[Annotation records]
◆ ◆ ◆ ◆ ◆

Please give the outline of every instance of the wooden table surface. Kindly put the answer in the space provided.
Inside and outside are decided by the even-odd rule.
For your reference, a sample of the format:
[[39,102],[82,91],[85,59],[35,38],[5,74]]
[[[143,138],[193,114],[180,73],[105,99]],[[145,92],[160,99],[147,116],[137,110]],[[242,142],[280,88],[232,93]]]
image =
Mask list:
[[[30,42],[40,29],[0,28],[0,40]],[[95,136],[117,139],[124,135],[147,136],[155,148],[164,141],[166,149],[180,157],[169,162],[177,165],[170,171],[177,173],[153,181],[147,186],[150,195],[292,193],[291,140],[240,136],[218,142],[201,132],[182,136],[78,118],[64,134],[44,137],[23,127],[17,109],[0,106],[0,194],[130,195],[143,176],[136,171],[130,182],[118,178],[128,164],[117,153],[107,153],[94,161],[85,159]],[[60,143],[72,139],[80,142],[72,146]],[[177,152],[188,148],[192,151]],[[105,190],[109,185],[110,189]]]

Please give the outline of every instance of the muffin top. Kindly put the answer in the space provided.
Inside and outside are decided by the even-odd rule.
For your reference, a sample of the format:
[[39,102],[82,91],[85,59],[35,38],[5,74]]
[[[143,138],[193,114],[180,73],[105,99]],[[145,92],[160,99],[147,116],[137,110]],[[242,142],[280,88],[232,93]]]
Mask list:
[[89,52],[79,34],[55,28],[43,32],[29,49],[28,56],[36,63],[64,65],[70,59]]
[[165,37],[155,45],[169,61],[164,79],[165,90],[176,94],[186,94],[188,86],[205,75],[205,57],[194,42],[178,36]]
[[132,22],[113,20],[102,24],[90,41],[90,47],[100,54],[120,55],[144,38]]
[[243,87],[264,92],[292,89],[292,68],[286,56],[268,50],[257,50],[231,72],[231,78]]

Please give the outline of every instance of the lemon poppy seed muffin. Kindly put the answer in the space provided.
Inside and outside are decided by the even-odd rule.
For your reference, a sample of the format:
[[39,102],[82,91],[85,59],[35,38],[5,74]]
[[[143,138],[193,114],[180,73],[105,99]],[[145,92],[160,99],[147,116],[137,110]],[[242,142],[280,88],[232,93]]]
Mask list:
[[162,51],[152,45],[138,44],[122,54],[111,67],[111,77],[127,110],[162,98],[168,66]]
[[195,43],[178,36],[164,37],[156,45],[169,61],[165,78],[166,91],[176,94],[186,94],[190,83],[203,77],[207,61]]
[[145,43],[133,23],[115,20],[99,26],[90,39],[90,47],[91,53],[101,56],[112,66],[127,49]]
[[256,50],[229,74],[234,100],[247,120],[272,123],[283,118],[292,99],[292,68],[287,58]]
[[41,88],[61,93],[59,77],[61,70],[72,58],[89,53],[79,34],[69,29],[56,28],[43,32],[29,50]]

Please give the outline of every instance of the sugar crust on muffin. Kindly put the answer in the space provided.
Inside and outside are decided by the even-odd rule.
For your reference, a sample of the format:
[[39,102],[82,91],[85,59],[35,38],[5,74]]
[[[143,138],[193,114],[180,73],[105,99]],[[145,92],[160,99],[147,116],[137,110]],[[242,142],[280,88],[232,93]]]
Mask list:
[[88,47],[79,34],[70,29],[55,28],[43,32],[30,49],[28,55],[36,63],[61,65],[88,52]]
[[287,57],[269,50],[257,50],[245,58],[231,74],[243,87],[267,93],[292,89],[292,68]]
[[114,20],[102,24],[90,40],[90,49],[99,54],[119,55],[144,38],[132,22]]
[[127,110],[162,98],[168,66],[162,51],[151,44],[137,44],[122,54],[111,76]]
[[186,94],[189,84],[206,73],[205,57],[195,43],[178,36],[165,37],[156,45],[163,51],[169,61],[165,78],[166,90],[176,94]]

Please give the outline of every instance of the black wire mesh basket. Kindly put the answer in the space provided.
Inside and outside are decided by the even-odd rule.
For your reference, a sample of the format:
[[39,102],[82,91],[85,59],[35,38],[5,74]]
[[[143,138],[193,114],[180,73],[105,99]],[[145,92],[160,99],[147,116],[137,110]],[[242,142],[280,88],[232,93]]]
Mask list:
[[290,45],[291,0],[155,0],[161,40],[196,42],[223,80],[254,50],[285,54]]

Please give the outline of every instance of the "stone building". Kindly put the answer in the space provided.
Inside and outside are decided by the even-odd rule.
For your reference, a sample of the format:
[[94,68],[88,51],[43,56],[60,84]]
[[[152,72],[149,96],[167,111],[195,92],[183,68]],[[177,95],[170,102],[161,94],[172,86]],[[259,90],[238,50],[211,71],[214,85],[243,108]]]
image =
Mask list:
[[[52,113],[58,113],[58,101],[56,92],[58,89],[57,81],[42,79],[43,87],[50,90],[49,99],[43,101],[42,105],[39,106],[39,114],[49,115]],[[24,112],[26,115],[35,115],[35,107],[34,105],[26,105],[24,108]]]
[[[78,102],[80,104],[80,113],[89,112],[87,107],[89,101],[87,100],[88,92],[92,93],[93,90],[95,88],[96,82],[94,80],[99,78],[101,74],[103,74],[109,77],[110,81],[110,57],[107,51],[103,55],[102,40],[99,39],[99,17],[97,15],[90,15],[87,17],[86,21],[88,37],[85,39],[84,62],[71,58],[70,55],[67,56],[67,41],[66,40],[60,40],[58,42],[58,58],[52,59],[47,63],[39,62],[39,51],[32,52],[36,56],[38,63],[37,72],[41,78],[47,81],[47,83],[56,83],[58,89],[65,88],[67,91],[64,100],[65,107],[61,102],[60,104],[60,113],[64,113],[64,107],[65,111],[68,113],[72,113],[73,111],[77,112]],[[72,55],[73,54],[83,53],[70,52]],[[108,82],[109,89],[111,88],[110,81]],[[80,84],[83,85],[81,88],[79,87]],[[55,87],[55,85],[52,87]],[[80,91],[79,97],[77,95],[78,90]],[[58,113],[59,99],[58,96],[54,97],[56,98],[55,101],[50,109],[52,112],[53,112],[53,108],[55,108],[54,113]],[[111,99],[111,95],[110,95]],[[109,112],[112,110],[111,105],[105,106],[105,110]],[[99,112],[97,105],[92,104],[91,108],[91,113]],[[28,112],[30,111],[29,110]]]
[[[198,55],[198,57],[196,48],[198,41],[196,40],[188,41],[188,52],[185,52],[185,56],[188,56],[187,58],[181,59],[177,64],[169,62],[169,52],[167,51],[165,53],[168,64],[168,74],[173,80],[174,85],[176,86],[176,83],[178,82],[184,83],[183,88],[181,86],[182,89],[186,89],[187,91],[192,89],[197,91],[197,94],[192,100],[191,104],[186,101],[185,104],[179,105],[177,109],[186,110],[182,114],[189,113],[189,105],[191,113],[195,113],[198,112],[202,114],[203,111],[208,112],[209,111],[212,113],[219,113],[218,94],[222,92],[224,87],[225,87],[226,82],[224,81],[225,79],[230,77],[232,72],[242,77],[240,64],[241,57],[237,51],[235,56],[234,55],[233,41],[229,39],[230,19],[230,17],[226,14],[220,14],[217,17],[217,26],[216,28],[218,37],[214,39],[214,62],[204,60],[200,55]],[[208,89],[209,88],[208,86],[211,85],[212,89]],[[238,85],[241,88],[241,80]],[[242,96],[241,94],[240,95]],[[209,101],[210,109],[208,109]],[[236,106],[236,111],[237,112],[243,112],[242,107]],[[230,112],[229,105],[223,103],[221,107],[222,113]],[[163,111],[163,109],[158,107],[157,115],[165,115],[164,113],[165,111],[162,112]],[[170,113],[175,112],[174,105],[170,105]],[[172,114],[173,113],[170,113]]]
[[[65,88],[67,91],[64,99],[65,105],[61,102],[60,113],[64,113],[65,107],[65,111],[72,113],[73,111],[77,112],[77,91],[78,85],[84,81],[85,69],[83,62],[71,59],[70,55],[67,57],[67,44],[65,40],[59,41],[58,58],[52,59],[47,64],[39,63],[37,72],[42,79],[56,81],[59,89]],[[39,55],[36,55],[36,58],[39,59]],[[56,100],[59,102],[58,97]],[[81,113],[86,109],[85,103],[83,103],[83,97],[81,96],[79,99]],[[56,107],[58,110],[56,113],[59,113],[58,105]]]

◆ ◆ ◆ ◆ ◆

:: What is required ::
List each line of the rows above that contains the word "every", matching its capitalization.

:: Task answer ::
Please give the outline of every instance of the wooden table surface. Kindly put the answer in the space provided.
Please give the outline of every instance of the muffin top. Kindly put the answer in the space provided.
Please give the outline of every instance of the lemon poppy seed muffin. Kindly put the answer in the space provided.
Please give the outline of every instance of the sugar crust on muffin. Kindly put the answer in the space provided.
Please give the outline of every instance of the black wire mesh basket. Kindly put the answer in the space provided.
Please give the outline of every instance of the "stone building". Kindly put the answer in the space provided.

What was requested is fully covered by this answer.